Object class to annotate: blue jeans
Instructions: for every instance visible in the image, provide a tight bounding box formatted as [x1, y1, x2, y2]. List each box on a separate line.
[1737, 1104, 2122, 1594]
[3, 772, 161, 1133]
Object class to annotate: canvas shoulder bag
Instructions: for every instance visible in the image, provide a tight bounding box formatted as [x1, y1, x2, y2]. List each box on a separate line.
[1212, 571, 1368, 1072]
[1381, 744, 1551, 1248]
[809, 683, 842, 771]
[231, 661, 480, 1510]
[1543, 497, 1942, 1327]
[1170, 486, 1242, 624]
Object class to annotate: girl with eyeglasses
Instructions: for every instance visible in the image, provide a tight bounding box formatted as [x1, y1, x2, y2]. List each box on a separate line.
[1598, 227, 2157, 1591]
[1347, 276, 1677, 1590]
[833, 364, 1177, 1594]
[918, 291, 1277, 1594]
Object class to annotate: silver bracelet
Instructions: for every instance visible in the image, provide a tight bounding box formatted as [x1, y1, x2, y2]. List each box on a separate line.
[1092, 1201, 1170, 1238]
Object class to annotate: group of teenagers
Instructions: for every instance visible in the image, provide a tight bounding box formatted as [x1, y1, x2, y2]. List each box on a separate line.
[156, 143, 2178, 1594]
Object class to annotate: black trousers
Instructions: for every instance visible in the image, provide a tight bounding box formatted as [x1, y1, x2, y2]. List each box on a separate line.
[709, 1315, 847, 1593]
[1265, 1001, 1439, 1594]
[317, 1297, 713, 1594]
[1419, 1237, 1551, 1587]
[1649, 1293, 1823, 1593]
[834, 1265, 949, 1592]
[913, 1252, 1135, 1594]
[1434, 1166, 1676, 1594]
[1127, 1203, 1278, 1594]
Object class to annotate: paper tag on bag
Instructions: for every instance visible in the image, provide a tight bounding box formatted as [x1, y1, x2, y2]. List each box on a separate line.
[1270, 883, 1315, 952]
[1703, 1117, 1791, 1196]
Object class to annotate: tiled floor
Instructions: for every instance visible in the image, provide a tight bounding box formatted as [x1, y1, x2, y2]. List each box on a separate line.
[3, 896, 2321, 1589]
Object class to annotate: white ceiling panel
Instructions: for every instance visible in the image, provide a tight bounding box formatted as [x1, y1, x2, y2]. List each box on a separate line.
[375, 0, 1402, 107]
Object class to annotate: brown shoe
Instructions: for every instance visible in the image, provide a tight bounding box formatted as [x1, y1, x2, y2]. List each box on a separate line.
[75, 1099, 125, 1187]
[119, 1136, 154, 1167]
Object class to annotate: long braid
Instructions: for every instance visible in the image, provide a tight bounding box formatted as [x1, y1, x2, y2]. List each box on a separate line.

# # # # #

Could you reproduce all of the entries exactly as they appear?

Object class to annotate: blue jeans
Instructions: for every instance visible in the image, provide a tight bounding box formatted as [x1, y1, x2, y2]. List each box on a separate line.
[1737, 1104, 2122, 1594]
[3, 772, 161, 1133]
Object class to annotate: canvas shoulder bag
Instructions: for every instance visible in the image, provide a tight bounding box formatted as [x1, y1, x2, y2]. List each box on a separate line.
[1212, 571, 1368, 1072]
[1381, 744, 1551, 1248]
[809, 683, 842, 771]
[231, 661, 480, 1510]
[1543, 497, 1942, 1327]
[1170, 486, 1242, 624]
Object class to annotate: girl with eyeglasses
Instructions: for every instance visible in the image, provide a tight bounding box formatted as [x1, y1, x2, y2]. List each box on a separate line.
[1598, 227, 2157, 1591]
[1347, 276, 1677, 1590]
[833, 364, 1177, 1594]
[918, 291, 1277, 1594]
Object class to annotate: silver bracelet
Instructions: for every instance visible in the image, provide a tight bounding box formatted as [x1, y1, x2, y2]. List each box on a separate line.
[1092, 1201, 1170, 1238]
Object class to annotate: group of teenagers
Instructions: for every instance visible in the image, provide a tight bounding box formatted as [x1, y1, x2, y2]. List each box on a separate line.
[156, 143, 2178, 1594]
Object class to annotate: black trousers
Instructions: for every instance visible in the image, provide a tight bounding box formatted as [x1, y1, x2, y2]. List each box on a separate line.
[709, 1315, 847, 1593]
[1265, 1001, 1439, 1594]
[317, 1297, 713, 1594]
[1419, 1237, 1551, 1587]
[1649, 1293, 1823, 1593]
[834, 1265, 949, 1592]
[913, 1252, 1135, 1594]
[1434, 1166, 1676, 1594]
[1127, 1203, 1278, 1594]
Object class to annotate: paper tag on bag
Instructions: for every instance visible in the image, provide a tight bounding box formatted as [x1, y1, x2, y2]. List each box on a separate line.
[1270, 883, 1315, 952]
[1703, 1117, 1791, 1196]
Object class to annotate: tiled floor
Instructions: for every instance visible in the image, provide a tight bounding box formatted as [x1, y1, x2, y2]. List each box on a separate line.
[3, 896, 2321, 1589]
Object class to annotate: white ceiling panel
Instructions: for every instance visible in the image, provide a tight bounding box formatted as [x1, y1, x2, y2]. List each box on a separate line.
[375, 0, 1402, 107]
Object class to annotate: brown shoe
Instructions: for every instance visible in the image, provide a tight bounding box formatted as [x1, y1, x2, y2]. List each box on a separate line.
[75, 1099, 125, 1187]
[119, 1136, 154, 1167]
Object class to annotate: long braid
Instructions: for every instance visible in the image, provide a tight bounding box formatted as [x1, y1, x2, y2]. List each box on a separate line.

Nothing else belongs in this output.